(Supplied information):
::::::::

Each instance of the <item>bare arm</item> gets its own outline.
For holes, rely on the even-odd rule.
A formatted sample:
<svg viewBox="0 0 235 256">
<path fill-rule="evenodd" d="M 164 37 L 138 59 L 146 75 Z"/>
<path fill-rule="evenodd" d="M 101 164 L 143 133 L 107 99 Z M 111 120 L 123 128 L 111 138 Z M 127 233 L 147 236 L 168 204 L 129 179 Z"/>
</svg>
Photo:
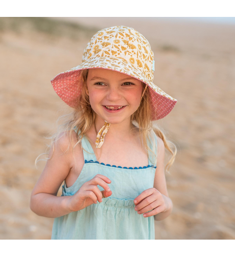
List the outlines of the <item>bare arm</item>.
<svg viewBox="0 0 235 256">
<path fill-rule="evenodd" d="M 73 146 L 70 144 L 69 151 L 64 153 L 69 143 L 66 135 L 61 137 L 55 143 L 53 157 L 48 160 L 32 192 L 30 208 L 40 216 L 57 218 L 73 211 L 68 204 L 68 200 L 71 196 L 57 196 L 59 188 L 72 168 Z M 79 147 L 78 146 L 78 148 Z M 80 155 L 81 154 L 83 157 L 82 150 L 80 150 Z M 52 156 L 52 148 L 49 157 Z"/>
</svg>

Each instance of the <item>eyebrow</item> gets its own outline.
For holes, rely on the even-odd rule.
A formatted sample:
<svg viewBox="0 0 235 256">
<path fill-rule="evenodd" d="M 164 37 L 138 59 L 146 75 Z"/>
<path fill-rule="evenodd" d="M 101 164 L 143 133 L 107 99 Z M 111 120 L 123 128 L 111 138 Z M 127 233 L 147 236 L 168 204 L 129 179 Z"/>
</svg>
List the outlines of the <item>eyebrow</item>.
<svg viewBox="0 0 235 256">
<path fill-rule="evenodd" d="M 107 80 L 104 77 L 99 77 L 99 76 L 94 76 L 90 80 L 96 80 L 96 79 L 103 79 L 103 80 Z M 127 78 L 124 78 L 123 79 L 121 79 L 120 81 L 124 81 L 125 80 L 135 80 L 136 78 L 134 78 L 134 77 L 128 77 Z"/>
</svg>

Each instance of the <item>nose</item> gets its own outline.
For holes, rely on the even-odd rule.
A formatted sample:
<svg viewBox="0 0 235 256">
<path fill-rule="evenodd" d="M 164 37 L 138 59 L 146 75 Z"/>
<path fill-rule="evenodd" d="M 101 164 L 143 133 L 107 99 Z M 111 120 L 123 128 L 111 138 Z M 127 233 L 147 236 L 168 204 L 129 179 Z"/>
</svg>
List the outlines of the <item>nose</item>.
<svg viewBox="0 0 235 256">
<path fill-rule="evenodd" d="M 116 101 L 122 98 L 122 95 L 119 88 L 116 87 L 110 87 L 106 95 L 107 99 L 110 101 Z"/>
</svg>

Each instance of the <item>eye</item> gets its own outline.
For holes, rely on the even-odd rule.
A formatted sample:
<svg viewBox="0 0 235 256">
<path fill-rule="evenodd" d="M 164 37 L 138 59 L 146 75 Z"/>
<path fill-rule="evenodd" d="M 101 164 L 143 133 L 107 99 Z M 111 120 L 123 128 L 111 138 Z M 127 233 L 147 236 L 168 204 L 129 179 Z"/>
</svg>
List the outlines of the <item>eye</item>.
<svg viewBox="0 0 235 256">
<path fill-rule="evenodd" d="M 134 84 L 130 82 L 126 82 L 123 83 L 124 86 L 131 86 L 132 84 Z"/>
<path fill-rule="evenodd" d="M 97 86 L 105 86 L 105 84 L 103 82 L 98 82 L 95 83 Z"/>
</svg>

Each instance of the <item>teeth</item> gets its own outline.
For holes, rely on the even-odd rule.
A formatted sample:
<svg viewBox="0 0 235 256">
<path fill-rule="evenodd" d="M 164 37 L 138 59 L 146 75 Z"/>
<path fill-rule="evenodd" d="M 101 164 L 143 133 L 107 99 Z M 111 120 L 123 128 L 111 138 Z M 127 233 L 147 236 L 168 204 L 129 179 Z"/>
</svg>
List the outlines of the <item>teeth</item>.
<svg viewBox="0 0 235 256">
<path fill-rule="evenodd" d="M 114 106 L 106 106 L 107 109 L 111 109 L 111 110 L 113 110 L 113 109 L 114 108 Z M 118 109 L 117 109 L 120 110 L 120 109 L 122 109 L 122 108 L 123 108 L 123 106 L 119 106 L 119 107 L 118 108 Z"/>
</svg>

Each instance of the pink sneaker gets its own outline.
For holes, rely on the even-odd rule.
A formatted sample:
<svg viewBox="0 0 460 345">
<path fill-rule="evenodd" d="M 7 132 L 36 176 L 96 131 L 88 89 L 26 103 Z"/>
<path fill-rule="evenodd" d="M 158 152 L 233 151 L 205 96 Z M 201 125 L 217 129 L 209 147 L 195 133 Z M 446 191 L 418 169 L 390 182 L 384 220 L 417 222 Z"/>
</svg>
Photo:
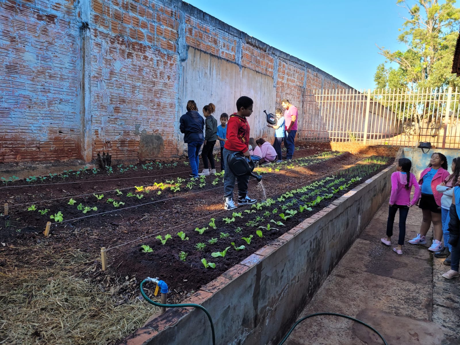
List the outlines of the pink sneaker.
<svg viewBox="0 0 460 345">
<path fill-rule="evenodd" d="M 382 243 L 386 246 L 391 245 L 391 242 L 390 242 L 389 241 L 387 241 L 386 238 L 381 238 L 380 239 L 380 241 L 381 241 Z"/>
<path fill-rule="evenodd" d="M 402 255 L 402 251 L 401 249 L 397 249 L 396 248 L 393 248 L 393 251 L 397 254 L 399 254 L 400 255 Z"/>
</svg>

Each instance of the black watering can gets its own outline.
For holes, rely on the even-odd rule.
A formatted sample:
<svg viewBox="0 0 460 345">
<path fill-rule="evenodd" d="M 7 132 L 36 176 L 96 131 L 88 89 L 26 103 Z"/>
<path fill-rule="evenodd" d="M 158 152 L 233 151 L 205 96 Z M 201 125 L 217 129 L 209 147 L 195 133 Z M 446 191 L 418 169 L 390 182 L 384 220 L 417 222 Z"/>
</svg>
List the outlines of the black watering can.
<svg viewBox="0 0 460 345">
<path fill-rule="evenodd" d="M 249 175 L 255 177 L 258 182 L 262 180 L 262 175 L 256 175 L 253 172 L 255 167 L 253 161 L 250 160 L 248 162 L 242 152 L 235 152 L 230 155 L 227 161 L 227 165 L 236 176 Z"/>
</svg>

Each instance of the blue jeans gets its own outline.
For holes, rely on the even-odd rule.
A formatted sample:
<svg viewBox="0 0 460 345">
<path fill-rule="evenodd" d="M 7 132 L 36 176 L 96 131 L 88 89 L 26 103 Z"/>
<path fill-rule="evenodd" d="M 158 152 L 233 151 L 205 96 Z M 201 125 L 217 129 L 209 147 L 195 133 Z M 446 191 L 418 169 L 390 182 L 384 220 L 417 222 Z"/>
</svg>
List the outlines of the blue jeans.
<svg viewBox="0 0 460 345">
<path fill-rule="evenodd" d="M 286 148 L 286 159 L 291 159 L 294 154 L 294 149 L 295 148 L 294 139 L 295 138 L 295 133 L 297 132 L 297 130 L 294 131 L 292 129 L 289 133 L 287 132 L 284 132 L 284 147 Z"/>
<path fill-rule="evenodd" d="M 200 156 L 198 153 L 203 143 L 201 141 L 192 141 L 187 144 L 189 150 L 189 161 L 190 167 L 192 168 L 192 173 L 194 177 L 198 177 L 198 166 L 200 164 Z"/>
<path fill-rule="evenodd" d="M 449 221 L 450 216 L 449 216 L 449 210 L 447 208 L 441 208 L 441 217 L 443 221 L 443 237 L 444 238 L 444 246 L 447 247 L 449 251 L 452 250 L 452 246 L 449 244 Z"/>
<path fill-rule="evenodd" d="M 404 239 L 406 237 L 406 219 L 409 213 L 409 207 L 405 205 L 393 205 L 388 207 L 388 220 L 386 222 L 386 236 L 389 237 L 393 236 L 393 224 L 395 221 L 395 216 L 398 209 L 399 209 L 399 237 L 398 238 L 398 244 L 404 244 Z"/>
</svg>

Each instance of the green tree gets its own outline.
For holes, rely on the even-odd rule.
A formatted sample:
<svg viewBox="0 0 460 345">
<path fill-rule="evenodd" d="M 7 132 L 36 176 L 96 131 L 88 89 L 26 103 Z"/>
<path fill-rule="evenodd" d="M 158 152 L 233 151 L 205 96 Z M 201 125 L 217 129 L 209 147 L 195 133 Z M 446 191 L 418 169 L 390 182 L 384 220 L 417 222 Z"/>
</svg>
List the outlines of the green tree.
<svg viewBox="0 0 460 345">
<path fill-rule="evenodd" d="M 391 52 L 379 47 L 385 63 L 398 67 L 377 67 L 374 80 L 379 88 L 416 88 L 460 86 L 460 78 L 451 74 L 460 24 L 460 8 L 455 0 L 419 0 L 409 6 L 405 0 L 397 0 L 408 13 L 398 36 L 406 44 L 405 52 Z"/>
</svg>

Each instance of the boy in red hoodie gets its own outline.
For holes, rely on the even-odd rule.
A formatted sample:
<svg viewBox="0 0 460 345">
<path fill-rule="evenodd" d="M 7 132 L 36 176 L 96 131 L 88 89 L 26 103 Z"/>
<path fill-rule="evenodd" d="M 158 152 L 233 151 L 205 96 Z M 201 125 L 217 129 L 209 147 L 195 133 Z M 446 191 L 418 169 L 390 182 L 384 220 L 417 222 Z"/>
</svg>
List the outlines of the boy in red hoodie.
<svg viewBox="0 0 460 345">
<path fill-rule="evenodd" d="M 246 118 L 253 112 L 253 100 L 243 96 L 236 101 L 237 111 L 230 115 L 227 124 L 227 141 L 224 146 L 224 161 L 228 167 L 227 161 L 231 155 L 241 152 L 248 159 L 251 155 L 248 146 L 249 144 L 249 124 Z M 225 195 L 224 208 L 226 210 L 234 210 L 236 208 L 233 202 L 233 189 L 235 179 L 238 181 L 238 204 L 250 205 L 257 201 L 247 196 L 247 184 L 249 177 L 236 176 L 230 168 L 225 169 L 224 174 L 224 192 Z"/>
</svg>

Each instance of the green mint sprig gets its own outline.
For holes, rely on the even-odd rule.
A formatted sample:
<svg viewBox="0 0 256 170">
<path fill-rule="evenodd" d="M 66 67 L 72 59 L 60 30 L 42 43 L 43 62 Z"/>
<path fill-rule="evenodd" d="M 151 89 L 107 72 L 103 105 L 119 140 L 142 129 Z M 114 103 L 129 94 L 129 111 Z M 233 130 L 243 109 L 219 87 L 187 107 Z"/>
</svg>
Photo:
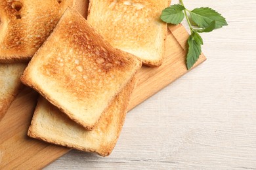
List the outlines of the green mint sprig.
<svg viewBox="0 0 256 170">
<path fill-rule="evenodd" d="M 198 61 L 202 52 L 201 46 L 203 44 L 199 33 L 211 32 L 227 26 L 228 24 L 221 14 L 211 8 L 201 7 L 189 10 L 186 8 L 182 0 L 180 0 L 180 3 L 171 5 L 163 10 L 160 18 L 163 22 L 175 25 L 180 24 L 186 18 L 190 28 L 190 35 L 188 39 L 186 67 L 188 69 L 190 69 Z"/>
</svg>

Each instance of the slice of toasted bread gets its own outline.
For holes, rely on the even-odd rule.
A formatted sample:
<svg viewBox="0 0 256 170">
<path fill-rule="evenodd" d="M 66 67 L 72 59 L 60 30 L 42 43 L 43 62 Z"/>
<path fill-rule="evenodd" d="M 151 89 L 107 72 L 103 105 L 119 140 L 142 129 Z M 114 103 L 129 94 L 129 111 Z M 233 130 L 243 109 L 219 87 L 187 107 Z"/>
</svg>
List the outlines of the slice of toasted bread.
<svg viewBox="0 0 256 170">
<path fill-rule="evenodd" d="M 139 57 L 143 63 L 163 62 L 167 26 L 160 20 L 169 0 L 91 0 L 88 22 L 114 47 Z"/>
<path fill-rule="evenodd" d="M 51 143 L 108 156 L 119 136 L 135 82 L 133 80 L 128 83 L 115 97 L 92 131 L 71 120 L 41 97 L 28 135 Z"/>
<path fill-rule="evenodd" d="M 140 67 L 139 59 L 114 48 L 79 13 L 68 8 L 22 81 L 92 129 Z"/>
<path fill-rule="evenodd" d="M 0 0 L 0 62 L 30 60 L 68 7 L 86 14 L 88 0 Z M 85 7 L 85 8 L 81 8 Z"/>
<path fill-rule="evenodd" d="M 26 63 L 0 63 L 0 120 L 22 86 L 20 77 Z"/>
</svg>

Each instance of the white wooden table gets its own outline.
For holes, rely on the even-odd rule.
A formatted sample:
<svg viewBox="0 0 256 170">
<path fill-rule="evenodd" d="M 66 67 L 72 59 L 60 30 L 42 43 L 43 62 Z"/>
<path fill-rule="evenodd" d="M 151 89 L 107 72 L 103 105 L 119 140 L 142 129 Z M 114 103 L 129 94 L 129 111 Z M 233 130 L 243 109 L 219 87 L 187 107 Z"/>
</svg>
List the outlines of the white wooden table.
<svg viewBox="0 0 256 170">
<path fill-rule="evenodd" d="M 227 19 L 203 35 L 206 62 L 129 112 L 110 156 L 74 150 L 46 169 L 256 169 L 256 0 L 184 3 Z"/>
</svg>

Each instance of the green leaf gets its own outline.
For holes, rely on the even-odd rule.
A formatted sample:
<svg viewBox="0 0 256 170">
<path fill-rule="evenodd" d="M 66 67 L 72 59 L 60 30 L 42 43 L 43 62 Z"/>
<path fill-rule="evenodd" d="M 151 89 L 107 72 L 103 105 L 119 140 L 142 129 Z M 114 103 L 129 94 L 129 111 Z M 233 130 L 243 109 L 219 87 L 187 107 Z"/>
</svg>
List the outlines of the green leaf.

::::::::

(Aim of the task): Begin with the line that contains "Each instance of the green leaf" and quote each line after it exactly, stopping after the last line of the data.

(Solution to this problem):
Each instance of the green leaf gets its own outline.
For holes, rely on the even-odd rule.
A formatted sample:
<svg viewBox="0 0 256 170">
<path fill-rule="evenodd" d="M 66 67 L 72 59 L 60 30 L 42 43 L 43 62 Z"/>
<path fill-rule="evenodd" d="M 151 89 L 107 72 L 103 105 L 119 140 L 142 129 Z M 114 103 L 129 94 L 129 111 Z M 233 130 L 243 109 L 219 87 L 187 107 Z"/>
</svg>
List the outlines of the green leaf.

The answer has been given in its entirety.